• TASK PROMPT
Rewrite the records from the line with "pigtail, one per instance" up to and including the last line of the records, requests included, and multiply every x and y coordinate in the answers by 0.25, rounding each result to a whole number with halves rounded up. Give only these lines.

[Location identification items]
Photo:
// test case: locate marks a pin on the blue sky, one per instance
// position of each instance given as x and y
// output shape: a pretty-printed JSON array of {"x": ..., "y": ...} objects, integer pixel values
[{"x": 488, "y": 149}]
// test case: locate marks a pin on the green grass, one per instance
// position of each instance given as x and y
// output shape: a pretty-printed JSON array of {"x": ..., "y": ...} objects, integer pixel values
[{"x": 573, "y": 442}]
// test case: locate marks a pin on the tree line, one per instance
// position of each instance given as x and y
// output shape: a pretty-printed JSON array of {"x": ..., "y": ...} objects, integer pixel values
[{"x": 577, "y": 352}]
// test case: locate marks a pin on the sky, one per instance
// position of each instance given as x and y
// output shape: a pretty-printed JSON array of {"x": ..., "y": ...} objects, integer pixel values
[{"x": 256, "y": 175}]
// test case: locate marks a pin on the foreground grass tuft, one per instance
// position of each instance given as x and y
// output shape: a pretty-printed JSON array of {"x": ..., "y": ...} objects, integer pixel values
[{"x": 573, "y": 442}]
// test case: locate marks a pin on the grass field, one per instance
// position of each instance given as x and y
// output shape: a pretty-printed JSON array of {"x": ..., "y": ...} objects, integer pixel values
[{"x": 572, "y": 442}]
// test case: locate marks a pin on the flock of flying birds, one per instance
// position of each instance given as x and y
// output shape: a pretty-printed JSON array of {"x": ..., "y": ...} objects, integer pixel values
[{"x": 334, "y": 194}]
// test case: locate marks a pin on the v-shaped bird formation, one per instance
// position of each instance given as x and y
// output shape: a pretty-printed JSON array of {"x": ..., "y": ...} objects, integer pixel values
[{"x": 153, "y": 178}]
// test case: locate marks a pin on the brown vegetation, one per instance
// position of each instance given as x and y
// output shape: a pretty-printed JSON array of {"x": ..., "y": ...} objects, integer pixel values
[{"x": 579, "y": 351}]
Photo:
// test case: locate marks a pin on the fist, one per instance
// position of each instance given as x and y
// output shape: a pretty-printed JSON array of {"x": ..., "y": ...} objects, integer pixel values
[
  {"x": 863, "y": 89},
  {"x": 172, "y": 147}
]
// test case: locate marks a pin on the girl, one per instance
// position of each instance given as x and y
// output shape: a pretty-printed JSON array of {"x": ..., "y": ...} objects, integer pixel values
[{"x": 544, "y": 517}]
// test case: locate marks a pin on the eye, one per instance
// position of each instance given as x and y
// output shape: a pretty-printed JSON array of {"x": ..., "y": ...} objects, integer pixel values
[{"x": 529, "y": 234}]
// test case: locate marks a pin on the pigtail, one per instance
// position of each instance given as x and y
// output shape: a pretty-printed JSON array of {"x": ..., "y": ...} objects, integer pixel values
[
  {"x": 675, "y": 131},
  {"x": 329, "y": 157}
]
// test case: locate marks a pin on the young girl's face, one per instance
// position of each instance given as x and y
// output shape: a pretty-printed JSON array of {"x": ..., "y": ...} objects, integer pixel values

• THE RESULT
// test case: locate marks a pin on the pigtail, one per instance
// position of each instance given as x and y
// output shape: a pretty-printed JSON array of {"x": ..., "y": ...} objects, integer pixel values
[
  {"x": 169, "y": 33},
  {"x": 82, "y": 39}
]
// test case: locate marks a pin on the young girl's face, one per instance
// position of each instance given as x and y
// output shape: a pretty-printed JSON array of {"x": ..., "y": ...} objects, integer pixel values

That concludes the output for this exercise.